• _Your objective_:
Please write out all of the material below line for line, with no changes.

(Saved data entries)
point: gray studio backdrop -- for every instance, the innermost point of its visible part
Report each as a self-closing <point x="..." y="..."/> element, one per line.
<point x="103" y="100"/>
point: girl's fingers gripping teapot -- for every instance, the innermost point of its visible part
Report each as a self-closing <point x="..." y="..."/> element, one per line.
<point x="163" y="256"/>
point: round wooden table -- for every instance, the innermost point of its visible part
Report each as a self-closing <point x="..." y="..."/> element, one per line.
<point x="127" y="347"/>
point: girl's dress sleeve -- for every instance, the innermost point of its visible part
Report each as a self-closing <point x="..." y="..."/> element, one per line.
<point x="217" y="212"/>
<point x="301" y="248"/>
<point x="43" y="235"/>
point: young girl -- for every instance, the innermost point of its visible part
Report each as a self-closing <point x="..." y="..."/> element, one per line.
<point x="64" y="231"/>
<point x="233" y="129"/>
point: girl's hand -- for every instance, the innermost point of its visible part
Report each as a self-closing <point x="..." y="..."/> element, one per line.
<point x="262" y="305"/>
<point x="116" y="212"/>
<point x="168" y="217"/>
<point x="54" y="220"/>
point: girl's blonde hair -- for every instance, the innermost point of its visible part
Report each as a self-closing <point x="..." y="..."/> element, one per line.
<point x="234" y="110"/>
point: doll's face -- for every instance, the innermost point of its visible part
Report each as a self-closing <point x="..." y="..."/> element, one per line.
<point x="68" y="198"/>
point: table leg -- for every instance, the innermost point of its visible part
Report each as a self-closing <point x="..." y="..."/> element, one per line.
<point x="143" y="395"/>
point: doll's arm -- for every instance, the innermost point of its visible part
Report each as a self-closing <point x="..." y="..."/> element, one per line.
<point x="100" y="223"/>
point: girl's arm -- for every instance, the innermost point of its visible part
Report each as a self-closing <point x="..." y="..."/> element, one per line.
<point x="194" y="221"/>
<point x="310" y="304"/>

• _Expected output_:
point: gray studio backdrop -- for every instance, the innermost point of its visible part
Report each as a self-closing <point x="..." y="..."/> element, one per line.
<point x="103" y="100"/>
point: girl's fingers gripping teapot -- for every instance, the innermost point of its visible part
Report each as a self-closing <point x="..." y="..."/> element, one per line.
<point x="163" y="256"/>
point: round wooden table -- for every instance, the innermost point of its visible part
Report each as a self-closing <point x="..." y="..."/> element, one per line.
<point x="127" y="347"/>
point: girl's dress sleeve -- for every instance, the innermost point of its visible part
Report each as a self-closing <point x="..." y="..."/> element, one per line.
<point x="217" y="212"/>
<point x="301" y="248"/>
<point x="43" y="235"/>
point: young girl -- for every instance, the innermost point of its visible part
Report each as a self-closing <point x="..." y="..."/> element, one per line.
<point x="64" y="231"/>
<point x="233" y="129"/>
point: girl's hand -- for every instance, the innermost point of its visible part
Report each as a self-closing <point x="..." y="..."/> element, one per line.
<point x="262" y="305"/>
<point x="116" y="212"/>
<point x="168" y="217"/>
<point x="54" y="220"/>
point: girl's blonde hair -- for every instance, the innermost point of its visible part
Report each as a self-closing <point x="..." y="..."/> element, one per line.
<point x="234" y="110"/>
point: doll's face -- for every instance, the innermost point of its visible part
Report each as a self-closing <point x="..." y="..."/> element, one per line.
<point x="68" y="198"/>
point: table leg -- for every instance, the innermost point of its visible part
Report each as a self-closing <point x="..." y="..."/> element, one per line.
<point x="143" y="395"/>
point: doll's arm -- for every instance, the innermost point of its visible part
Report each as a self-closing <point x="..." y="..."/> element, one per line.
<point x="100" y="223"/>
point: girl's arm -- for every instance, the innermost point of its visible part
Report each as a self-closing <point x="..." y="..."/> element, one per line.
<point x="194" y="221"/>
<point x="310" y="304"/>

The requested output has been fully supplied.